** START EXTRACTED INFORMATION **

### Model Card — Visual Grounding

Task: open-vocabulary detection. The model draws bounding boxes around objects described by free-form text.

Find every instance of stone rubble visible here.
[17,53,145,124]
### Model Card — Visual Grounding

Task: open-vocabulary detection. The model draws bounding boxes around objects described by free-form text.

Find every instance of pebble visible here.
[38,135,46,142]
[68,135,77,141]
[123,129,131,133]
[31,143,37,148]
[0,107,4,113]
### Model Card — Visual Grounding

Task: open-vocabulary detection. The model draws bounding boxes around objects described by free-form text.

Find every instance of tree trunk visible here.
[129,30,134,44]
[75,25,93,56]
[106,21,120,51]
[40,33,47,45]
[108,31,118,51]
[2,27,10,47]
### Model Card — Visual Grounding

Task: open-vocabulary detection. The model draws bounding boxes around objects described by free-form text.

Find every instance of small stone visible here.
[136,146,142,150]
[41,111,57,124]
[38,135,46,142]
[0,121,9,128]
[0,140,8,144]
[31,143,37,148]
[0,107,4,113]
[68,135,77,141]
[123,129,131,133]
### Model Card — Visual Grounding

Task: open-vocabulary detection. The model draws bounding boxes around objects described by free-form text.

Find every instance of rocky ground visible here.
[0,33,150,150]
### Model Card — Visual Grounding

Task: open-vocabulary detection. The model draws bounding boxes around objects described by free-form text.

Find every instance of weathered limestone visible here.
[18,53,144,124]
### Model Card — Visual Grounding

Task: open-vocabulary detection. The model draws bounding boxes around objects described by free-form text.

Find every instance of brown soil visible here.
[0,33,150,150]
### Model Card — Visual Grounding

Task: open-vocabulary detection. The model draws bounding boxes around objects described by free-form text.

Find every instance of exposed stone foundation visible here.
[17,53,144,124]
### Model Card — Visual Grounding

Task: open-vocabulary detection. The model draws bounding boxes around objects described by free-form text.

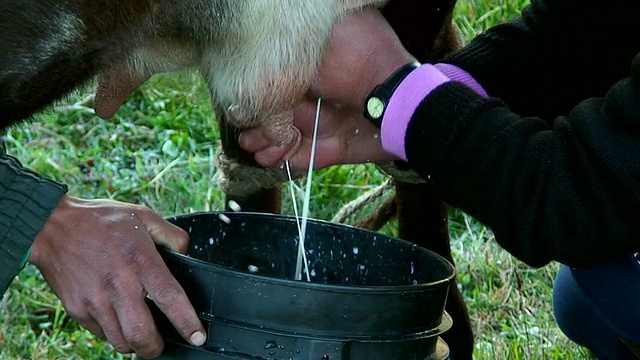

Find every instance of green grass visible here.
[0,0,589,359]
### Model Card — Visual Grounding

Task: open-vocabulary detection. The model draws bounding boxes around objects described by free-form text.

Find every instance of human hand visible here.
[239,9,414,170]
[29,196,206,358]
[238,98,395,170]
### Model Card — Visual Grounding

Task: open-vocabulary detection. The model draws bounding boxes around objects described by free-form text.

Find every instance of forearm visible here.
[0,146,67,293]
[406,65,640,266]
[445,0,640,121]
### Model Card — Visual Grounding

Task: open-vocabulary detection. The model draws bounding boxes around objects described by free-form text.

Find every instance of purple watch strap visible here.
[380,63,489,161]
[380,64,449,160]
[434,63,489,97]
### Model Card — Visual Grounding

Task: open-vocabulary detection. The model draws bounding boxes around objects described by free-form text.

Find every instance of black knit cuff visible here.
[0,156,67,293]
[405,82,504,193]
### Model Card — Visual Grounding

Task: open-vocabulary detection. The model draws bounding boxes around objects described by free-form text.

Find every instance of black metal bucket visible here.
[150,212,455,360]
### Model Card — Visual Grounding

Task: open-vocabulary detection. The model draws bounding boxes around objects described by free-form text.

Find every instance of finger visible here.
[254,144,298,168]
[238,128,272,153]
[138,208,189,254]
[89,304,132,354]
[137,249,206,346]
[113,283,164,359]
[76,318,106,339]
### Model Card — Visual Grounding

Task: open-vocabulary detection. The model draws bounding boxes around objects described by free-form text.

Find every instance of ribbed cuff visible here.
[0,156,67,293]
[380,64,449,161]
[434,63,489,97]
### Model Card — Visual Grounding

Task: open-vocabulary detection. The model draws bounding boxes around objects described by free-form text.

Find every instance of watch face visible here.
[367,97,384,119]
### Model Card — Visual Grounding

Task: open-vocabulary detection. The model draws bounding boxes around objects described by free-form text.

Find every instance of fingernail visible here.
[189,331,207,346]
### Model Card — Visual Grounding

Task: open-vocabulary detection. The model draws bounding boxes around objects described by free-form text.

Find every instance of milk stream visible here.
[285,98,322,281]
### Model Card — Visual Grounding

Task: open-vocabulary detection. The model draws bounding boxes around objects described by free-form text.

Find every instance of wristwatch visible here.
[364,61,420,128]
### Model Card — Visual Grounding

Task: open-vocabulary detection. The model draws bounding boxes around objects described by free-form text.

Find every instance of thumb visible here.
[140,212,189,254]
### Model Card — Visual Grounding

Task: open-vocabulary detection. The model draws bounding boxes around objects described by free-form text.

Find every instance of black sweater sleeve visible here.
[446,0,640,122]
[406,0,640,266]
[0,140,67,294]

** END EXTRACTED INFORMATION **

#### [YOUR GOAL]
Locate each line in the rows above that contains the string "cuff", and copy those lines. Case counts.

#### [WORKED SOLUTION]
Find every instance of black knit cuff visible here.
Find every instance of ribbed cuff visible here.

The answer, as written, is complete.